## PROBLEM A
Please answer these from the passage about Hoffman's boxing career:
(i) What was the first fight Hoffman produced in 1992 called?
(ii) In what year did Hoffman quit the business?
(iii) What does Guerrero do now, according to the passage?
## PROBLEM B
Carry on the passage about Hoffman's boxing career from the point where it stops.

Hoffman brought that same can-do attitude into the boxing ring. Inspired by an interview with a promoter and his boxers on Sportstalk in the early 1980s, Hoffman began working regularly as a ring announcer, eventually working on some ESPN broadcasts. He produced his first fight in 1992, the Shakedown in Quaketown at the Santa Cruz Civic Auditorium, which drew such talent as Sugar Shane Mosley and James Page and Nonito Donaire.

Working as the ticket salesman, matchmaker, announcer, ring-renter, promoter and more, he produced two shows a year in Santa Cruz until 1996. He then moved the fights south to Monterey, where the Riot at the Hyatt was born. Those shows sold out for 10 straight years until Hoffman quit the business in 2007.

Some of the Central Coast’s best-known boxers got their starts at those shows, including Robert “The Ghost” Guerrero of Gilroy and Carina Moreno of Watsonville. Guerrero remembers how Hoffman put him and several other boys from a local boxing gym to work on fight night.

“Just to be able to run the spotlight all the way to the ring, it makes you like, ‘Wow, I can’t wait until that’s on me,’” Guerrero recalled. “Everybody is just watching that fighter. That’s the kind of thing that drives young kids and young fighters.”

Hoffman later gave Guerrero another highlight: a chance to walk in that spotlight as the headliner of his first fight, which also came at the Riot at the Hyatt. Guerrero later became a three-time world champion in both the IBF featherweight and lightweight divisions and is now a boxing analyst for FS1.

Guerrero and Hoffman stayed close even after both had left the ring. Hoffman checked in often when Guerrero’s wife, Casey, battled with leukemia. Later, he called the couple for advice when cancer began ravaging his own body.

Through it all, Guerrero said, Hoffman retained a sunny disposition.

## DATA EXTRACT
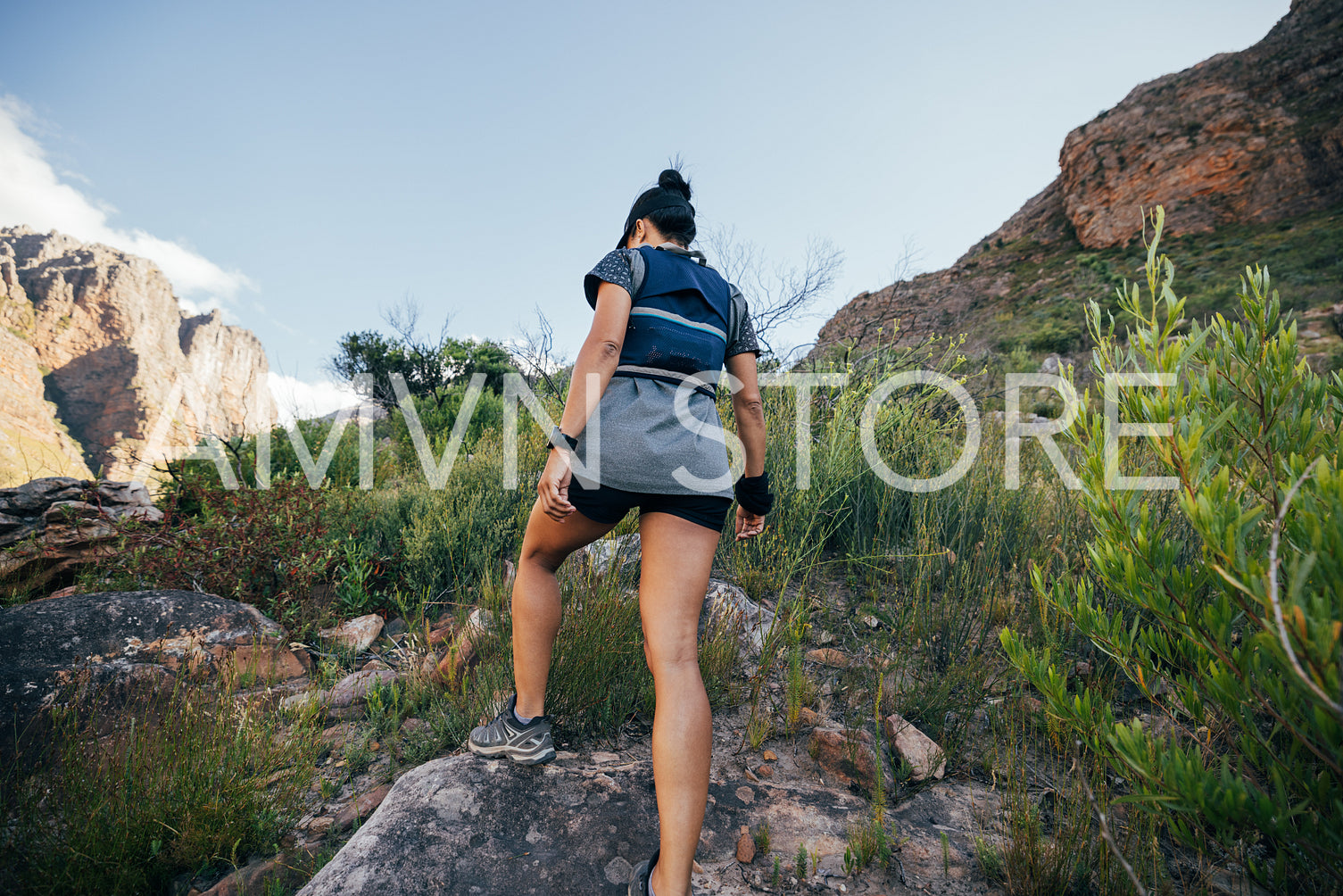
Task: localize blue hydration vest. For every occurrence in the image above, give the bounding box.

## TASK ANSWER A
(i) The Shakedown in Quaketown
(ii) 2007
(iii) He is a boxing analyst for FS1.

## TASK ANSWER B
“Being a fighter, being in the fight game, being around so many fighters, that’s all he knew — how to fight and stay positive,” Guerrero said. “No matter what adversity you were going through as a fighter, his interviews with you were always positive, and that’s the way he lived as a person.“

KNOCKOUT BLOW

Hoffman didn’t feel like himself on Oct. 10, 2014. He had spent most of the week engaged in radio coverage of the Frys.com Open golf tournament at the Silverado Resort in Napa, but on that day — one day before the final round of the event — he felt the need to return home. At 2 p.m. that afternoon, he began speaking gibberish to his wife and housemate. Shortly after, a series of seizures racked his body.

That is how Hoffman found out he had brain cancer. He underwent the first of several brain surgeries Oct. 24, 2014 and was given three to six months to live.

Early this October, three years after his initial diagnosis, Hoffman returned to Napa for what is now the Safeway Open golf tournament. He wrote in a Facebook post that he expected it to be a triumphant and cathartic moment. Yet, by then, he knew his end was near.

A year earlier, doctors had found the lymphoma growth. In the aftermath, he had been subjected to rashes, chicken pox, edema, pneumonia and a myriad of treatments and hospital stays. When doctors suggested he undergo another painful lumbar treatment, Hoffman made his decision to let nature take its course.

Unexpectedly, he found himself feeling better and better by the day. He even let his family throw him a remembrance of life, where several hundred friends and family roasted and toasted the man who — a la Dick Vitale — called everyone baby.

Two weeks later, after saying his goodbyes to his closest friends, he finally set down all his hats, all his responsibilities and all his passion and gave himself just one job to do. According to his Findl, his niece, he died quietly at home.

“Jerry was a kind and gentle soul and no one loved his job or appreciated people more,” Gilbert, his close friend, wrote in an email.

“He was more than just a sports fan, he was a fan of life.”